▶ **Exercise aim**: Pull out each line of the data below that contains the word "lake".

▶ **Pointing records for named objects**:
########################################

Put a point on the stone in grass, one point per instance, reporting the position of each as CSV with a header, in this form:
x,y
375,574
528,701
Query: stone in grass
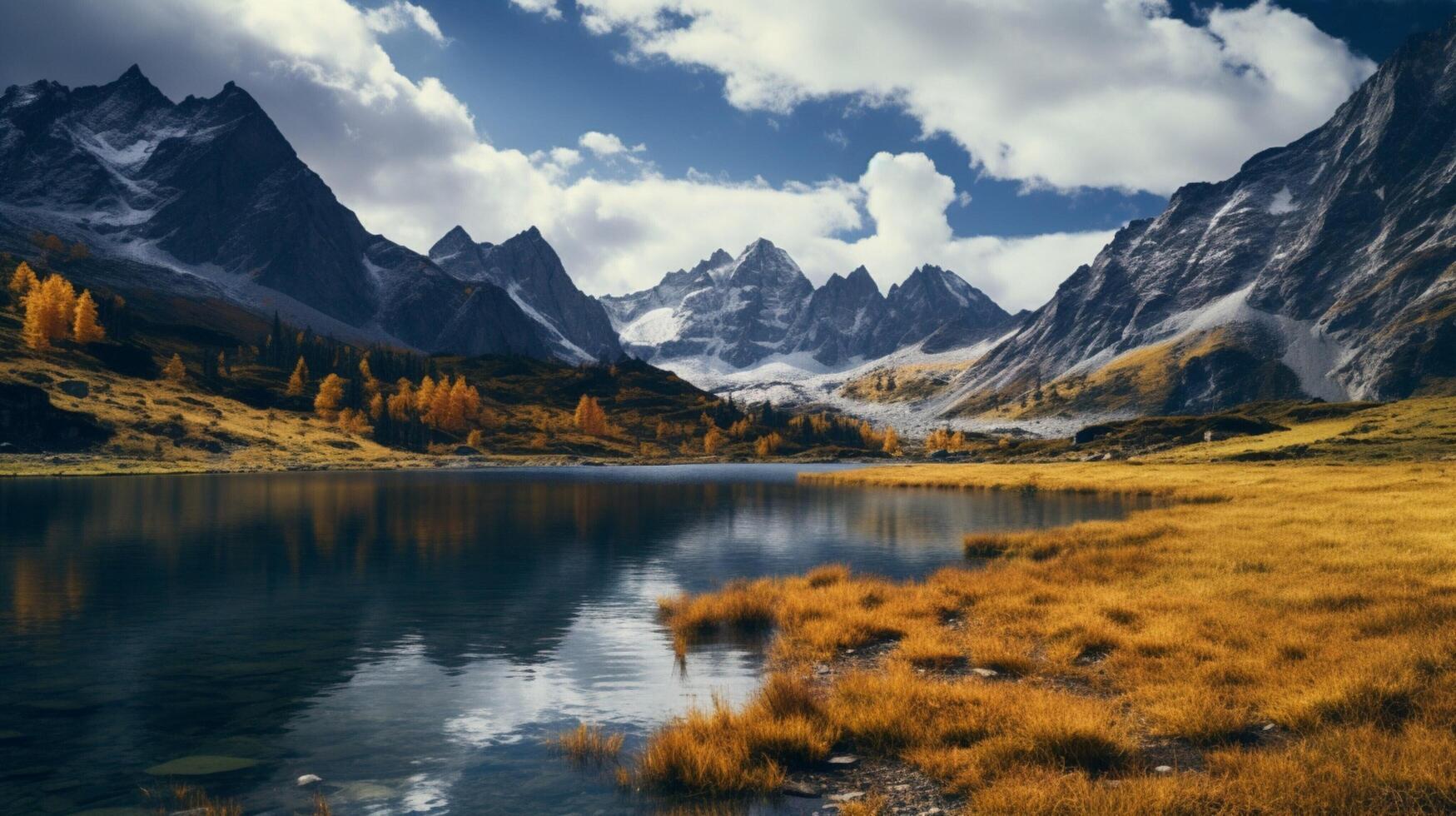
x,y
807,790
201,765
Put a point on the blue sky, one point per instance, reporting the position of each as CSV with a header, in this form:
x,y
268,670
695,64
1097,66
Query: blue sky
x,y
534,83
1053,122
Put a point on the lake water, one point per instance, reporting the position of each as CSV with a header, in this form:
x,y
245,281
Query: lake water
x,y
411,637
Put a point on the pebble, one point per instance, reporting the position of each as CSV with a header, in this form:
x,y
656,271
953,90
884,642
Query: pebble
x,y
806,790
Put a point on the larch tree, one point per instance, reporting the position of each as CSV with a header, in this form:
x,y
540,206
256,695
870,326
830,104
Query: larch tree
x,y
50,311
424,396
768,445
590,417
330,396
892,440
402,402
713,440
175,371
299,382
85,328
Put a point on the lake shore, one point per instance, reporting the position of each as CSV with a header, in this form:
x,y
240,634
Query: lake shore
x,y
1275,639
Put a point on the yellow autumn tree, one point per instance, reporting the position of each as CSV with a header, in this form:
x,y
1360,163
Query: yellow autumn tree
x,y
462,407
768,445
425,396
892,440
367,379
353,421
402,402
330,396
48,312
299,382
85,328
175,371
439,413
713,440
590,417
22,281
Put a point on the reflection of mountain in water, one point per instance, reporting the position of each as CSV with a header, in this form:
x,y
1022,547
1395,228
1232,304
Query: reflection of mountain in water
x,y
157,617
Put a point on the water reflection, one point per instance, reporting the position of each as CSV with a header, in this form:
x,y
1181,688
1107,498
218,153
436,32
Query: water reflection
x,y
408,637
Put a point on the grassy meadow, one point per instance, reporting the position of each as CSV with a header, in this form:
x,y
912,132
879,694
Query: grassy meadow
x,y
1279,635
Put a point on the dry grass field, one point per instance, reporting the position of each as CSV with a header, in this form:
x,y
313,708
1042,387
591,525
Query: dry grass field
x,y
1275,637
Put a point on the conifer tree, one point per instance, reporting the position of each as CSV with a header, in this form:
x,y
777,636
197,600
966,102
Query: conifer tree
x,y
175,371
299,382
85,326
425,396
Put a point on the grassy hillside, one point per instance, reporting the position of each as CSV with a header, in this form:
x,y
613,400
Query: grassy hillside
x,y
229,402
1275,639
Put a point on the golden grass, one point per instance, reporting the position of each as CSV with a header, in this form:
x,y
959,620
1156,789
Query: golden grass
x,y
589,745
1286,629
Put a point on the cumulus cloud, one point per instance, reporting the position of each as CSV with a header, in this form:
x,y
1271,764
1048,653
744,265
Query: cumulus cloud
x,y
408,157
400,15
603,145
1061,93
546,7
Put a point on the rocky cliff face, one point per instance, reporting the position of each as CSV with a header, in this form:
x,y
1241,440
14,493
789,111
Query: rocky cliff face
x,y
529,270
210,190
1321,268
748,308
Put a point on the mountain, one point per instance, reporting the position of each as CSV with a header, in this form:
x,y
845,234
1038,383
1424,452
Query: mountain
x,y
738,311
937,306
1322,268
211,200
529,270
842,320
744,309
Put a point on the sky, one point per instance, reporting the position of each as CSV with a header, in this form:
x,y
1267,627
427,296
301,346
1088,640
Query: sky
x,y
1002,139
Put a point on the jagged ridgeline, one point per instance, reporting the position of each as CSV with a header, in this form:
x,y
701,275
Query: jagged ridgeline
x,y
1322,268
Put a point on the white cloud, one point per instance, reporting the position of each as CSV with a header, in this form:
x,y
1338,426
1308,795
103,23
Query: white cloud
x,y
1055,92
540,6
604,145
400,15
406,155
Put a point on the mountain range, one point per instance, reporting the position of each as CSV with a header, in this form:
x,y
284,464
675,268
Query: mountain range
x,y
1322,268
759,305
210,197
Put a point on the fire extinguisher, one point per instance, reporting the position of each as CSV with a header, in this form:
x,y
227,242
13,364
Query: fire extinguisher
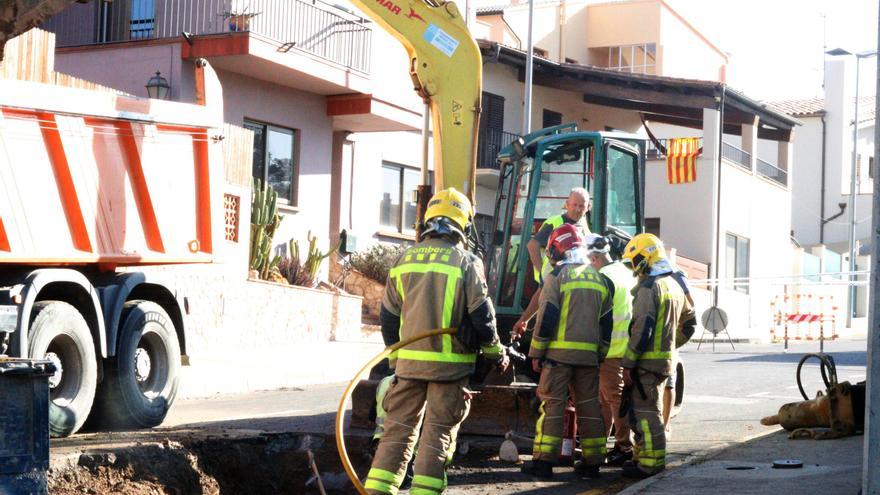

########################################

▶ **Response to this task**:
Put a point on the lake water, one point per instance, reporting the position of each as CSV with a header, in this form:
Query: lake water
Put a point on the lake shore, one point per instance, reporting the position of each as CSV with a header, in this form:
Query: lake shore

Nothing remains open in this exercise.